In the entries below, find each line with the word "tall" and pull it out.

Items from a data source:
━━━━━━━━━━━━━━━━━━━━

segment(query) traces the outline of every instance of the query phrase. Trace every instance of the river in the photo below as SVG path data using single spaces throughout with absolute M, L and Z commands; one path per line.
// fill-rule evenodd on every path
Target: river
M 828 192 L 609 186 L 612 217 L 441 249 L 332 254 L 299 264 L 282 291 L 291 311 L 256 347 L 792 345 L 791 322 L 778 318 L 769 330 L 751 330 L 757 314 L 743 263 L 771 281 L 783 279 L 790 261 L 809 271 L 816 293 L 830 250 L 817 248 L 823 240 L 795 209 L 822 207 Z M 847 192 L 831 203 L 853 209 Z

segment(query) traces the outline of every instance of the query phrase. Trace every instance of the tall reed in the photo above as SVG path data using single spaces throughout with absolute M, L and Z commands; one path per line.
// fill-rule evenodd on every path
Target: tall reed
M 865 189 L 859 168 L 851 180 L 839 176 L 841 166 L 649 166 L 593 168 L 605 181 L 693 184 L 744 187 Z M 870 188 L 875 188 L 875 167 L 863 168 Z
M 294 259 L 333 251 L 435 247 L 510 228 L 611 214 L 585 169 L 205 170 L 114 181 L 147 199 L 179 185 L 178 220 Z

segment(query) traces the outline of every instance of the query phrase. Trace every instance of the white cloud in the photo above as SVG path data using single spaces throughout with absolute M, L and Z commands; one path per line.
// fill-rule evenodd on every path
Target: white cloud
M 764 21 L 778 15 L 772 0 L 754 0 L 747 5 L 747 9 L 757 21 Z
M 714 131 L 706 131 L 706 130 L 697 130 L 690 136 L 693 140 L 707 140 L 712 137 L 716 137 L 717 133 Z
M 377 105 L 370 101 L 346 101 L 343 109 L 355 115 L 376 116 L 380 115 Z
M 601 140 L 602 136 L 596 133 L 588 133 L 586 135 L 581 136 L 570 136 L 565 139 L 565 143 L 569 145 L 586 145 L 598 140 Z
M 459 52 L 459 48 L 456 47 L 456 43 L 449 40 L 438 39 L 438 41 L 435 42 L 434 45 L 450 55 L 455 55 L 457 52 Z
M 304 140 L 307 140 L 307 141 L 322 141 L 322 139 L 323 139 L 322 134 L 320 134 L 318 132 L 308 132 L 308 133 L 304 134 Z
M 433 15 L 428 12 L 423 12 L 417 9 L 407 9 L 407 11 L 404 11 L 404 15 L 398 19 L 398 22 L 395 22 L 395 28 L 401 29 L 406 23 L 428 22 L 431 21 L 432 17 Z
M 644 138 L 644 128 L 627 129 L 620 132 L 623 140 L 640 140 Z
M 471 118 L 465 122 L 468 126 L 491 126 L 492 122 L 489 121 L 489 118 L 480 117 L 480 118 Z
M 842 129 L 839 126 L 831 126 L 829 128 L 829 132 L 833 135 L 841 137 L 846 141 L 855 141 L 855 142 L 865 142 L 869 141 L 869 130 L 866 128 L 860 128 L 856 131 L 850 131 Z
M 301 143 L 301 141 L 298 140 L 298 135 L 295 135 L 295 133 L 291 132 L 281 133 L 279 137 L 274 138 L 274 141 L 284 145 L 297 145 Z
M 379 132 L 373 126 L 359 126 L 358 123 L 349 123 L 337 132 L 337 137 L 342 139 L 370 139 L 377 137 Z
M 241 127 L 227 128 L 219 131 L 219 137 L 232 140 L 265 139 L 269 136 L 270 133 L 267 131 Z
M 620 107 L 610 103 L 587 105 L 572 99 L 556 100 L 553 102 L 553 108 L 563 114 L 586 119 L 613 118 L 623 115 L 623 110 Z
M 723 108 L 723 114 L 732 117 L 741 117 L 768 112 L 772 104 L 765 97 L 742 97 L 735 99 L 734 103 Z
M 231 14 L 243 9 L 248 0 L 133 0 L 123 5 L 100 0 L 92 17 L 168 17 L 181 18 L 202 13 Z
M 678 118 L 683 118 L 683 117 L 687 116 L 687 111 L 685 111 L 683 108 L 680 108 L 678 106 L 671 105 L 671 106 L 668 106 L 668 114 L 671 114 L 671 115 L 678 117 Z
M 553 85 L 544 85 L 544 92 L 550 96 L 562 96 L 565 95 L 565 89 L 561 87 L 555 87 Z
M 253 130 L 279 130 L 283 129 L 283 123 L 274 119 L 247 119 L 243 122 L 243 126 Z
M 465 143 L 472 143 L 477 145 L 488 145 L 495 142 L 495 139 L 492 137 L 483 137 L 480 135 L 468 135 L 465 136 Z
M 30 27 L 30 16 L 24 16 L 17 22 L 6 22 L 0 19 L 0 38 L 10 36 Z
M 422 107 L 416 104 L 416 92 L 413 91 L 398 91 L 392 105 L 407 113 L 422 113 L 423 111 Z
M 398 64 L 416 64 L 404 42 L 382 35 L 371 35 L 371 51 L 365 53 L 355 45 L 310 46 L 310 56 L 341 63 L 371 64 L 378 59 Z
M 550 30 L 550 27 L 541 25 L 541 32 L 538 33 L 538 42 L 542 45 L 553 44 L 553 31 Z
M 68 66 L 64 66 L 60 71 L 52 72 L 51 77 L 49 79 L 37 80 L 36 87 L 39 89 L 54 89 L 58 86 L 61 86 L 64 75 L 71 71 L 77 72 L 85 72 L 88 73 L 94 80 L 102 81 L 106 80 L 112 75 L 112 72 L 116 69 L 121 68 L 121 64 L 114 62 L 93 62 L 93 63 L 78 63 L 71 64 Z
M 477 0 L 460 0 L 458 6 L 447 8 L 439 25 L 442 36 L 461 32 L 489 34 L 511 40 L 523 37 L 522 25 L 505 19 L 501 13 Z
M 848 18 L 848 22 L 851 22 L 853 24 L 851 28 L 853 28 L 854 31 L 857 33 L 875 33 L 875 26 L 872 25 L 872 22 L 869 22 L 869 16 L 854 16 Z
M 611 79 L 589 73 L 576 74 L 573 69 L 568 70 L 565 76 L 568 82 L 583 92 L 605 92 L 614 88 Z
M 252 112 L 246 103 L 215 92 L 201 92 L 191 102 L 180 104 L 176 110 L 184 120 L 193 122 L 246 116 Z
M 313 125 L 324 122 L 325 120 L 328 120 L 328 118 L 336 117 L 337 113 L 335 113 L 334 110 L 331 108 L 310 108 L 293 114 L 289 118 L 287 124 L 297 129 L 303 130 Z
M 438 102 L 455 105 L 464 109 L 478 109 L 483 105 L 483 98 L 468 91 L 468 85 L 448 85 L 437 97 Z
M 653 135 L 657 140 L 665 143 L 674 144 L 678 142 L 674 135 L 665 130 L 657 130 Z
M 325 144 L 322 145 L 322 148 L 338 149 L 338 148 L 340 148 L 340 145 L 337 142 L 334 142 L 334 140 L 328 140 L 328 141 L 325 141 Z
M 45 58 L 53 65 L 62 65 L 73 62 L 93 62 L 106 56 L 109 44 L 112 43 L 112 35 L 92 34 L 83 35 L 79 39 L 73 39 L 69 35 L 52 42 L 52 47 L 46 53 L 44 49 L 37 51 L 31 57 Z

━━━━━━━━━━━━━━━━━━━━

■ **SOLVED EXERCISE**:
segment(query) traces the outline of every instance of the query phrase. Trace every instance of the tall reed in the photo above as SVG path data using single spaces throughout with absolute M, L and Z commands; one path per line.
Target: tall reed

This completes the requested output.